Things Your Mortgage Broker Wants You To Know

The right mortgage broker can be a huge asset in your journey to homeownership. Mortgage brokers walk you through the often confusing process of financing your home purchase, and can help you get the best deal on your mortgage.

But not every buyer knows the best way to work with their broker, and there are definitely things brokers wish buyers knew in order to make the process go as smoothly as possible.

So, what are those things? A recent article from realtor.com outlined the top things brokers wish home buyers knew, including:

Call your broker with any and all questions — and call them first.
Your broker is a key part of your real estate team. But some buyers are hesitant to reach out when they have questions or concerns about their mortgage and try to figure things out on their own instead. According to the article, brokers want their clients to feel like they are partners in the homebuying process, and that they should be their first call for any questions regarding financing.

Understand the rules around down payments.

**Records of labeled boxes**
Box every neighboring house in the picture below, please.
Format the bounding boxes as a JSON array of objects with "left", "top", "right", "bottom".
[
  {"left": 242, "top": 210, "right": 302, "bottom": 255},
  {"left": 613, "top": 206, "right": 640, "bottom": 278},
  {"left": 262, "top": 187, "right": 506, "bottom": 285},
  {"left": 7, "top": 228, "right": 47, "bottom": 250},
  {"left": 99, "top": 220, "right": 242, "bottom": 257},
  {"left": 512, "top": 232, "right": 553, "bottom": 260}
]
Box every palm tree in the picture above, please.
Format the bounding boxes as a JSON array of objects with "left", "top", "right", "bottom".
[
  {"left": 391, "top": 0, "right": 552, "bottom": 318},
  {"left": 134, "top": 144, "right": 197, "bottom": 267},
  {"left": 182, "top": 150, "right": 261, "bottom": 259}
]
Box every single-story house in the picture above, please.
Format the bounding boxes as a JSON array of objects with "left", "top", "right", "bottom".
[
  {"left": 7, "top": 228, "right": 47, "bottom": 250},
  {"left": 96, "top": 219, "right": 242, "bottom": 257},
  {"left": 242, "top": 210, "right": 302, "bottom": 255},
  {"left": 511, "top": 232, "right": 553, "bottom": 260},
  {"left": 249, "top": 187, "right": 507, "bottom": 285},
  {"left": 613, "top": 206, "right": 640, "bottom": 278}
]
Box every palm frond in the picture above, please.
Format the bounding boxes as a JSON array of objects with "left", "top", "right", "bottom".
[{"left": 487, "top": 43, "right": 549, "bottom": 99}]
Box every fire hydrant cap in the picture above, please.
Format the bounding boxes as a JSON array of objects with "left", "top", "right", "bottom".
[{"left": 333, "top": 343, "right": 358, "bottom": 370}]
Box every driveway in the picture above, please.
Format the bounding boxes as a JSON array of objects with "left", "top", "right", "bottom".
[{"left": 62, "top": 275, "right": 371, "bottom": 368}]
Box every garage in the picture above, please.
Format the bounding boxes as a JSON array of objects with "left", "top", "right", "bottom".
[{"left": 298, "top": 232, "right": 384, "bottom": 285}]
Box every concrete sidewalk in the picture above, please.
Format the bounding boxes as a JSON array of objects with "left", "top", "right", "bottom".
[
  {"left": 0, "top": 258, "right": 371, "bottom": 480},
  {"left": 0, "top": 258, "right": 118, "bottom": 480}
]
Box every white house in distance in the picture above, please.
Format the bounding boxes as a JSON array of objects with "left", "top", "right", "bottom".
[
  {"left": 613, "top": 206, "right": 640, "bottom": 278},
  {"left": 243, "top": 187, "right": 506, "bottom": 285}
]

**Aim**
Continue the text about what mortgage brokers want home buyers to know, picking up after its final line.

**Output of the exercise**
Brokers want their clients to have a clear understanding of the rules around down payments, particularly that they can’t borrow money for a down payment. Any money the buyer receives for a down payment must be considered a gift, and not a loan, and needs to be documented as such; otherwise, it could put the home purchase at risk.

Don’t make any sudden changes.
Many buyers think that once the loan process is in full swing, they’re in the clear and approved to buy their home. But any sudden financial changes — like making a big purchase or switching jobs — can cause the loan to get denied. If you’re thinking about making a change, talk to your broker, but be prepared that their advice will probably be for you to wait until after you close.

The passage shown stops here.